_WHAT YOU NEED TO DO_
Transcribe word for word the lines spanning the line with "Target — black and white cormorant" through the end of the records.

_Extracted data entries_
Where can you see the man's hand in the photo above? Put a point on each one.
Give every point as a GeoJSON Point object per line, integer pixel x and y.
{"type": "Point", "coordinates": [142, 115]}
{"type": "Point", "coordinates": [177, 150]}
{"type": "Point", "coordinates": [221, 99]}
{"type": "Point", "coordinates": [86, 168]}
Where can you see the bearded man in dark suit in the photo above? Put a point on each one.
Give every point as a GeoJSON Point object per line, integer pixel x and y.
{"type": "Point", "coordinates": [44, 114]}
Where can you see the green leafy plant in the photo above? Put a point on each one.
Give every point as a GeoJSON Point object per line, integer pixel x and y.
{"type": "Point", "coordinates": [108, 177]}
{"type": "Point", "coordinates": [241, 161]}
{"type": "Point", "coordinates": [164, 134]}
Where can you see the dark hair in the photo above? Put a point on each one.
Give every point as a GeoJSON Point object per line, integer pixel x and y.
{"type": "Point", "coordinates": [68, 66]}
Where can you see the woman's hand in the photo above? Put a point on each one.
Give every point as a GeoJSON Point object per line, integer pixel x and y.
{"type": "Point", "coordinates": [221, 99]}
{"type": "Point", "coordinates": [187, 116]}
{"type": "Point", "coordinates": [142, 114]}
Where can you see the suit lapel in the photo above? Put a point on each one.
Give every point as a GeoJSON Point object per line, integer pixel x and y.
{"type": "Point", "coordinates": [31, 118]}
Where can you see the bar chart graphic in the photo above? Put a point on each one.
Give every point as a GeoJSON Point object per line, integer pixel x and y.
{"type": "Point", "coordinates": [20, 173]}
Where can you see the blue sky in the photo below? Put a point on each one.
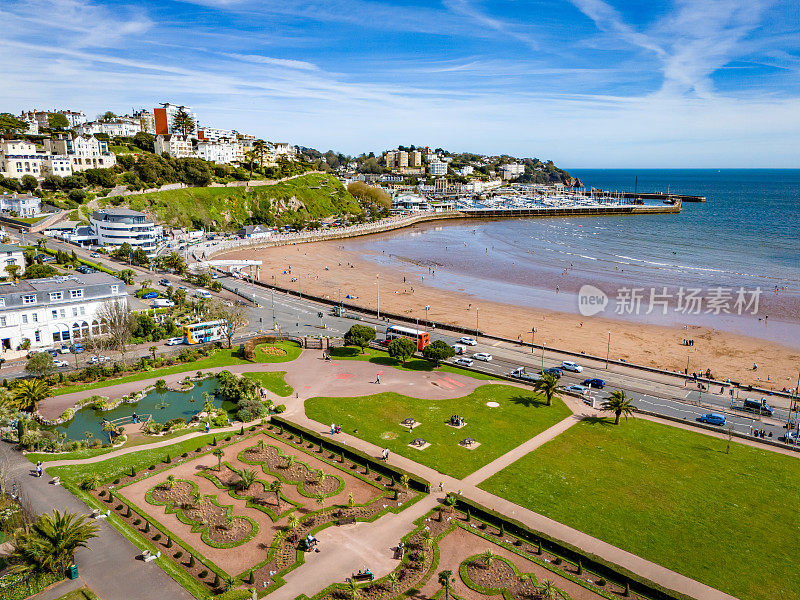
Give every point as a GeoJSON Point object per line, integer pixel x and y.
{"type": "Point", "coordinates": [588, 83]}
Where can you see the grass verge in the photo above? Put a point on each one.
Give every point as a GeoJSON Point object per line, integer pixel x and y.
{"type": "Point", "coordinates": [670, 496]}
{"type": "Point", "coordinates": [376, 419]}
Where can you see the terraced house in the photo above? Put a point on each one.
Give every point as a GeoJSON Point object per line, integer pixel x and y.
{"type": "Point", "coordinates": [55, 310]}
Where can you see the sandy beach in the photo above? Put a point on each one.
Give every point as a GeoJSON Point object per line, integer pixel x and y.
{"type": "Point", "coordinates": [326, 269]}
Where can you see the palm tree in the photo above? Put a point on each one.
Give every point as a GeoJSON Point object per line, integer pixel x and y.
{"type": "Point", "coordinates": [219, 454]}
{"type": "Point", "coordinates": [51, 541]}
{"type": "Point", "coordinates": [618, 403]}
{"type": "Point", "coordinates": [488, 557]}
{"type": "Point", "coordinates": [548, 591]}
{"type": "Point", "coordinates": [445, 579]}
{"type": "Point", "coordinates": [246, 478]}
{"type": "Point", "coordinates": [276, 486]}
{"type": "Point", "coordinates": [29, 393]}
{"type": "Point", "coordinates": [547, 386]}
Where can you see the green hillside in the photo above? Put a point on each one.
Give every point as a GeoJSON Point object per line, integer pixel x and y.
{"type": "Point", "coordinates": [307, 198]}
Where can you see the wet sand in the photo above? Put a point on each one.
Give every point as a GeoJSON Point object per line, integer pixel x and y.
{"type": "Point", "coordinates": [728, 355]}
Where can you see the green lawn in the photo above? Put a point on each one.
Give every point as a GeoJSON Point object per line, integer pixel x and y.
{"type": "Point", "coordinates": [520, 416]}
{"type": "Point", "coordinates": [114, 467]}
{"type": "Point", "coordinates": [221, 358]}
{"type": "Point", "coordinates": [292, 352]}
{"type": "Point", "coordinates": [379, 357]}
{"type": "Point", "coordinates": [273, 381]}
{"type": "Point", "coordinates": [673, 497]}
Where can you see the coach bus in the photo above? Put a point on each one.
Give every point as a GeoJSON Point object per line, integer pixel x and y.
{"type": "Point", "coordinates": [419, 337]}
{"type": "Point", "coordinates": [208, 331]}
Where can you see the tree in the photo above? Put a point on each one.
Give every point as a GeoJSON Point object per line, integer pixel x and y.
{"type": "Point", "coordinates": [118, 318]}
{"type": "Point", "coordinates": [402, 349]}
{"type": "Point", "coordinates": [12, 271]}
{"type": "Point", "coordinates": [57, 121]}
{"type": "Point", "coordinates": [547, 386]}
{"type": "Point", "coordinates": [29, 393]}
{"type": "Point", "coordinates": [618, 403]}
{"type": "Point", "coordinates": [219, 453]}
{"type": "Point", "coordinates": [50, 543]}
{"type": "Point", "coordinates": [438, 351]}
{"type": "Point", "coordinates": [445, 580]}
{"type": "Point", "coordinates": [29, 183]}
{"type": "Point", "coordinates": [183, 122]}
{"type": "Point", "coordinates": [41, 364]}
{"type": "Point", "coordinates": [11, 125]}
{"type": "Point", "coordinates": [359, 335]}
{"type": "Point", "coordinates": [233, 315]}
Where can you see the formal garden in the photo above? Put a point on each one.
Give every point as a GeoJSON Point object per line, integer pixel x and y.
{"type": "Point", "coordinates": [722, 513]}
{"type": "Point", "coordinates": [226, 513]}
{"type": "Point", "coordinates": [496, 417]}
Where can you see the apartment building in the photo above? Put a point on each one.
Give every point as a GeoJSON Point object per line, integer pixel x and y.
{"type": "Point", "coordinates": [117, 226]}
{"type": "Point", "coordinates": [56, 310]}
{"type": "Point", "coordinates": [84, 151]}
{"type": "Point", "coordinates": [177, 146]}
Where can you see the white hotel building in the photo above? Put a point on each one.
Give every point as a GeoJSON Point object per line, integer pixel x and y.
{"type": "Point", "coordinates": [55, 310]}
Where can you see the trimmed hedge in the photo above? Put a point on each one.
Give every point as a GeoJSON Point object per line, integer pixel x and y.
{"type": "Point", "coordinates": [603, 568]}
{"type": "Point", "coordinates": [362, 458]}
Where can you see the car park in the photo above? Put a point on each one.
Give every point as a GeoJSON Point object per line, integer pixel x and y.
{"type": "Point", "coordinates": [521, 373]}
{"type": "Point", "coordinates": [712, 419]}
{"type": "Point", "coordinates": [577, 388]}
{"type": "Point", "coordinates": [594, 382]}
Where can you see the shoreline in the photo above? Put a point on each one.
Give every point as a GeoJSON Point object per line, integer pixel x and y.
{"type": "Point", "coordinates": [326, 270]}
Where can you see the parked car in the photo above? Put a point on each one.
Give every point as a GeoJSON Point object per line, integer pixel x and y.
{"type": "Point", "coordinates": [594, 382]}
{"type": "Point", "coordinates": [712, 419]}
{"type": "Point", "coordinates": [577, 388]}
{"type": "Point", "coordinates": [521, 373]}
{"type": "Point", "coordinates": [568, 365]}
{"type": "Point", "coordinates": [554, 371]}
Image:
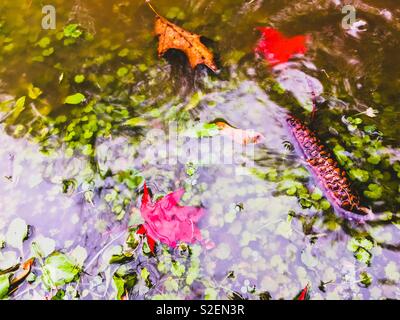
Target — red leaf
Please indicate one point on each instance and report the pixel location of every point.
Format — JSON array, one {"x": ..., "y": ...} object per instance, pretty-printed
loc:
[
  {"x": 168, "y": 222},
  {"x": 151, "y": 242},
  {"x": 304, "y": 294},
  {"x": 276, "y": 48},
  {"x": 141, "y": 230}
]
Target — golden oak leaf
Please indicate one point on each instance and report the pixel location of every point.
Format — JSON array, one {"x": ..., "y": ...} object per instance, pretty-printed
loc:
[
  {"x": 173, "y": 37},
  {"x": 240, "y": 136}
]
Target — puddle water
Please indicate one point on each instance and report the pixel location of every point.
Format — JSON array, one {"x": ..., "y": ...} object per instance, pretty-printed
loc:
[{"x": 75, "y": 173}]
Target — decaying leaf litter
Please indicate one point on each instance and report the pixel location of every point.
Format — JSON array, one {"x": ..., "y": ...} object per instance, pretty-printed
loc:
[{"x": 289, "y": 223}]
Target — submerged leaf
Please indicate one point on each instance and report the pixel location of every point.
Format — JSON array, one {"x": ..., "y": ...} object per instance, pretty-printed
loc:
[
  {"x": 76, "y": 98},
  {"x": 276, "y": 48},
  {"x": 59, "y": 269}
]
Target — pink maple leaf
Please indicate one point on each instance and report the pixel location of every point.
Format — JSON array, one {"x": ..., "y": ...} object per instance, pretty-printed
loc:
[
  {"x": 168, "y": 222},
  {"x": 276, "y": 48}
]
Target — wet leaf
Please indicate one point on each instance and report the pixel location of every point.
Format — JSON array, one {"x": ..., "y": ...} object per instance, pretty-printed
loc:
[
  {"x": 173, "y": 37},
  {"x": 79, "y": 78},
  {"x": 59, "y": 269},
  {"x": 72, "y": 31},
  {"x": 17, "y": 233},
  {"x": 34, "y": 92},
  {"x": 4, "y": 285},
  {"x": 276, "y": 48},
  {"x": 76, "y": 98},
  {"x": 167, "y": 221},
  {"x": 238, "y": 135},
  {"x": 43, "y": 246},
  {"x": 303, "y": 294}
]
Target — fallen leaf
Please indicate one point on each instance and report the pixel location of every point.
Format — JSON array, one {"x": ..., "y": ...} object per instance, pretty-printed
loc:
[
  {"x": 276, "y": 48},
  {"x": 304, "y": 294},
  {"x": 76, "y": 98},
  {"x": 168, "y": 222},
  {"x": 172, "y": 36},
  {"x": 21, "y": 276},
  {"x": 238, "y": 135}
]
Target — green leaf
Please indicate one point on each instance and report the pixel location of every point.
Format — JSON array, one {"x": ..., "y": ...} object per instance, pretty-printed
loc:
[
  {"x": 124, "y": 281},
  {"x": 374, "y": 191},
  {"x": 202, "y": 130},
  {"x": 44, "y": 42},
  {"x": 177, "y": 269},
  {"x": 72, "y": 31},
  {"x": 34, "y": 92},
  {"x": 59, "y": 269},
  {"x": 76, "y": 98},
  {"x": 360, "y": 175},
  {"x": 4, "y": 285},
  {"x": 123, "y": 71}
]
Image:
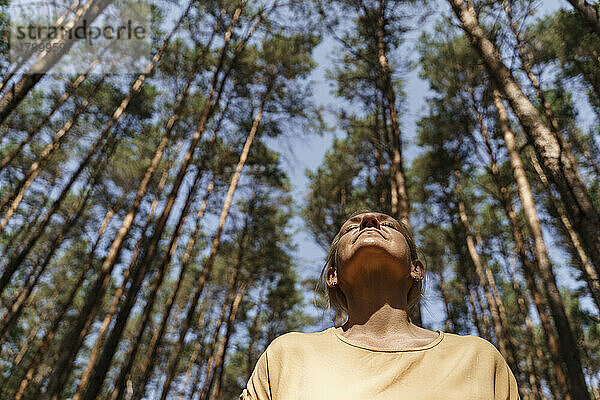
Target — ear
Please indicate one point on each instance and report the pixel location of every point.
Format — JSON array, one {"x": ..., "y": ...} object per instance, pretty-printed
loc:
[
  {"x": 331, "y": 277},
  {"x": 417, "y": 270}
]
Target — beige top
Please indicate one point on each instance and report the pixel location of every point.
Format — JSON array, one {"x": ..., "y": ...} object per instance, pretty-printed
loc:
[{"x": 327, "y": 366}]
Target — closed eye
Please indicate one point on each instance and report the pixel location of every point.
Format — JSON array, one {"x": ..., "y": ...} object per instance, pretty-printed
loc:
[{"x": 348, "y": 229}]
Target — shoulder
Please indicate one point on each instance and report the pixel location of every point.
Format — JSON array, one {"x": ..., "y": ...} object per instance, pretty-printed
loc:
[
  {"x": 294, "y": 342},
  {"x": 470, "y": 343}
]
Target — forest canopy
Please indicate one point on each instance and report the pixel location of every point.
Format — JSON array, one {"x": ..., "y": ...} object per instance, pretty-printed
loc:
[{"x": 149, "y": 221}]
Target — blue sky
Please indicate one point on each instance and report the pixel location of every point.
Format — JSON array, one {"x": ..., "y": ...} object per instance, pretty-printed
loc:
[{"x": 299, "y": 154}]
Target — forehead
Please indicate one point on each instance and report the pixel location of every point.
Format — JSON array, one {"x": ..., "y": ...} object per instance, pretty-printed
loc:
[{"x": 380, "y": 216}]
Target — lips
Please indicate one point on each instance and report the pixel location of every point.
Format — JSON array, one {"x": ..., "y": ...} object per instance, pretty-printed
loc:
[{"x": 368, "y": 230}]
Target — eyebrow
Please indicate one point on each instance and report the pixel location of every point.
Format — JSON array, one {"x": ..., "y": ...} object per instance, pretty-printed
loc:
[{"x": 357, "y": 218}]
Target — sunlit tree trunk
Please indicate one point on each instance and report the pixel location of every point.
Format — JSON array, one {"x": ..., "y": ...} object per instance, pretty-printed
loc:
[
  {"x": 480, "y": 266},
  {"x": 11, "y": 98},
  {"x": 109, "y": 349},
  {"x": 64, "y": 307},
  {"x": 566, "y": 340},
  {"x": 558, "y": 161},
  {"x": 31, "y": 133},
  {"x": 224, "y": 346},
  {"x": 215, "y": 244},
  {"x": 18, "y": 192},
  {"x": 9, "y": 319},
  {"x": 589, "y": 273},
  {"x": 588, "y": 13},
  {"x": 75, "y": 336}
]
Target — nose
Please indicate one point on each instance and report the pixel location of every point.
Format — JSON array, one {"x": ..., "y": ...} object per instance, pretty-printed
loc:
[{"x": 369, "y": 221}]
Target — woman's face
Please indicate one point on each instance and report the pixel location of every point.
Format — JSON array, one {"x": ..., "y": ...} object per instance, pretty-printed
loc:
[{"x": 372, "y": 243}]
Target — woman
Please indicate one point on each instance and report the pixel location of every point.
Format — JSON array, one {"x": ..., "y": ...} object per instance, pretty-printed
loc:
[{"x": 373, "y": 275}]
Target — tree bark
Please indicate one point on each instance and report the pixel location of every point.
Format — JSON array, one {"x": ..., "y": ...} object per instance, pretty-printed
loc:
[
  {"x": 588, "y": 13},
  {"x": 46, "y": 60},
  {"x": 215, "y": 244},
  {"x": 230, "y": 328},
  {"x": 591, "y": 277},
  {"x": 99, "y": 373},
  {"x": 31, "y": 133},
  {"x": 72, "y": 8},
  {"x": 54, "y": 325},
  {"x": 480, "y": 266},
  {"x": 558, "y": 160},
  {"x": 566, "y": 339},
  {"x": 37, "y": 165}
]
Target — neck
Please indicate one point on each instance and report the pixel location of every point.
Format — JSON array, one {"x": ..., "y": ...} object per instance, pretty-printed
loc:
[{"x": 378, "y": 312}]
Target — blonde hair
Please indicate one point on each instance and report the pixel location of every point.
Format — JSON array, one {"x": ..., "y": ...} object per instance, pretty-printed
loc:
[{"x": 336, "y": 299}]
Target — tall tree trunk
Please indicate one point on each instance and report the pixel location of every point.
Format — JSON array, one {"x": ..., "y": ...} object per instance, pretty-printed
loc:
[
  {"x": 215, "y": 342},
  {"x": 18, "y": 192},
  {"x": 108, "y": 352},
  {"x": 46, "y": 60},
  {"x": 72, "y": 8},
  {"x": 230, "y": 328},
  {"x": 215, "y": 244},
  {"x": 74, "y": 338},
  {"x": 57, "y": 319},
  {"x": 558, "y": 160},
  {"x": 588, "y": 13},
  {"x": 591, "y": 277},
  {"x": 534, "y": 374},
  {"x": 568, "y": 346},
  {"x": 400, "y": 204},
  {"x": 253, "y": 333},
  {"x": 203, "y": 332},
  {"x": 155, "y": 342},
  {"x": 527, "y": 67},
  {"x": 164, "y": 264},
  {"x": 32, "y": 132},
  {"x": 9, "y": 320},
  {"x": 480, "y": 266},
  {"x": 233, "y": 295}
]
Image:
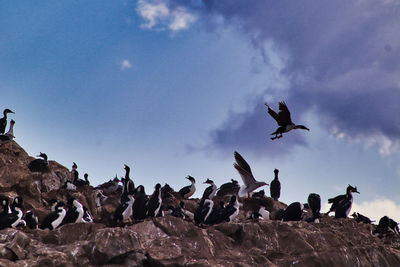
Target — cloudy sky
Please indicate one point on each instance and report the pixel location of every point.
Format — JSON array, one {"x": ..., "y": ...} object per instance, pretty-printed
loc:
[{"x": 173, "y": 88}]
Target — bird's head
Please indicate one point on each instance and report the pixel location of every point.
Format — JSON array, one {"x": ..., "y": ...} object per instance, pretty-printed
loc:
[
  {"x": 190, "y": 178},
  {"x": 6, "y": 111},
  {"x": 208, "y": 181},
  {"x": 126, "y": 167},
  {"x": 42, "y": 155},
  {"x": 301, "y": 127}
]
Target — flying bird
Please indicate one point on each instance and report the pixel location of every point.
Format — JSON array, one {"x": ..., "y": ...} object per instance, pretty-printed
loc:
[
  {"x": 250, "y": 183},
  {"x": 284, "y": 121}
]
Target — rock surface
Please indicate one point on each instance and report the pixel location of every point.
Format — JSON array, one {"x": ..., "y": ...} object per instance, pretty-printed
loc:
[{"x": 170, "y": 241}]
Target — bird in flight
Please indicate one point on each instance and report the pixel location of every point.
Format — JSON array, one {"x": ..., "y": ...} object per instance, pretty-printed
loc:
[{"x": 284, "y": 121}]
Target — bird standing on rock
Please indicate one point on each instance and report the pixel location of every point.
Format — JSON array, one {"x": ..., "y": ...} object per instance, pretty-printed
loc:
[
  {"x": 250, "y": 183},
  {"x": 284, "y": 121},
  {"x": 3, "y": 121},
  {"x": 275, "y": 188}
]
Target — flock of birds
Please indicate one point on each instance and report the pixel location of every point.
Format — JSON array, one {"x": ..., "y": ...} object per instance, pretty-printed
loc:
[{"x": 135, "y": 205}]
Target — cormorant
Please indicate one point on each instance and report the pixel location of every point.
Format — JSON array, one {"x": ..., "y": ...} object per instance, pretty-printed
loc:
[
  {"x": 284, "y": 121},
  {"x": 250, "y": 183}
]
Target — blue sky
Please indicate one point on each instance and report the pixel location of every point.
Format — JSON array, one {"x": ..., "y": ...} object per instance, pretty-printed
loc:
[{"x": 173, "y": 88}]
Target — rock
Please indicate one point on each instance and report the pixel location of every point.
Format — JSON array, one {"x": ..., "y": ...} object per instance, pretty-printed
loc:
[{"x": 170, "y": 241}]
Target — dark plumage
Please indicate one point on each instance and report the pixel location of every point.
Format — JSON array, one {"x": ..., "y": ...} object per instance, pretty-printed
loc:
[
  {"x": 75, "y": 212},
  {"x": 284, "y": 121},
  {"x": 139, "y": 207},
  {"x": 14, "y": 218},
  {"x": 128, "y": 187},
  {"x": 342, "y": 203},
  {"x": 203, "y": 211},
  {"x": 293, "y": 212},
  {"x": 314, "y": 203},
  {"x": 39, "y": 165},
  {"x": 155, "y": 201},
  {"x": 3, "y": 121},
  {"x": 230, "y": 188},
  {"x": 189, "y": 190},
  {"x": 250, "y": 183},
  {"x": 124, "y": 210},
  {"x": 54, "y": 218},
  {"x": 31, "y": 220},
  {"x": 210, "y": 191},
  {"x": 10, "y": 134},
  {"x": 275, "y": 186},
  {"x": 361, "y": 218}
]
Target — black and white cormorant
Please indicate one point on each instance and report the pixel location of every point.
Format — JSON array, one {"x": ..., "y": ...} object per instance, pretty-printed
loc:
[
  {"x": 203, "y": 211},
  {"x": 189, "y": 190},
  {"x": 139, "y": 207},
  {"x": 341, "y": 204},
  {"x": 128, "y": 186},
  {"x": 39, "y": 165},
  {"x": 231, "y": 211},
  {"x": 314, "y": 203},
  {"x": 210, "y": 191},
  {"x": 54, "y": 218},
  {"x": 14, "y": 218},
  {"x": 250, "y": 183},
  {"x": 275, "y": 186},
  {"x": 31, "y": 220},
  {"x": 293, "y": 212},
  {"x": 74, "y": 213},
  {"x": 155, "y": 201},
  {"x": 230, "y": 188},
  {"x": 3, "y": 121},
  {"x": 10, "y": 134},
  {"x": 284, "y": 121},
  {"x": 110, "y": 186},
  {"x": 124, "y": 210},
  {"x": 361, "y": 218}
]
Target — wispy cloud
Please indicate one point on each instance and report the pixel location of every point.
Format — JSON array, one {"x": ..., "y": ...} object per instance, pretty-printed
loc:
[
  {"x": 343, "y": 61},
  {"x": 158, "y": 16},
  {"x": 125, "y": 64}
]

_EXERCISE RESPONSE_
Target — black and white cormorant
Please indicate one point on each instance and report the pixel location of every point.
Format — JSON array, one {"x": ..., "y": ...} object per instance, pretty-printed
loc:
[
  {"x": 203, "y": 211},
  {"x": 189, "y": 190},
  {"x": 139, "y": 207},
  {"x": 341, "y": 204},
  {"x": 128, "y": 186},
  {"x": 39, "y": 165},
  {"x": 231, "y": 211},
  {"x": 314, "y": 203},
  {"x": 210, "y": 191},
  {"x": 54, "y": 218},
  {"x": 14, "y": 218},
  {"x": 250, "y": 183},
  {"x": 275, "y": 186},
  {"x": 31, "y": 220},
  {"x": 293, "y": 212},
  {"x": 74, "y": 213},
  {"x": 155, "y": 201},
  {"x": 230, "y": 188},
  {"x": 3, "y": 121},
  {"x": 10, "y": 134},
  {"x": 284, "y": 121},
  {"x": 110, "y": 186},
  {"x": 124, "y": 210},
  {"x": 361, "y": 218}
]
Target — wispy cloud
Please indicate one point on each instance and report the pixel location of every point.
Format — JSON array, one {"x": ..., "y": ...} object per instance, pretty-printed
loc:
[
  {"x": 343, "y": 61},
  {"x": 158, "y": 16},
  {"x": 125, "y": 64}
]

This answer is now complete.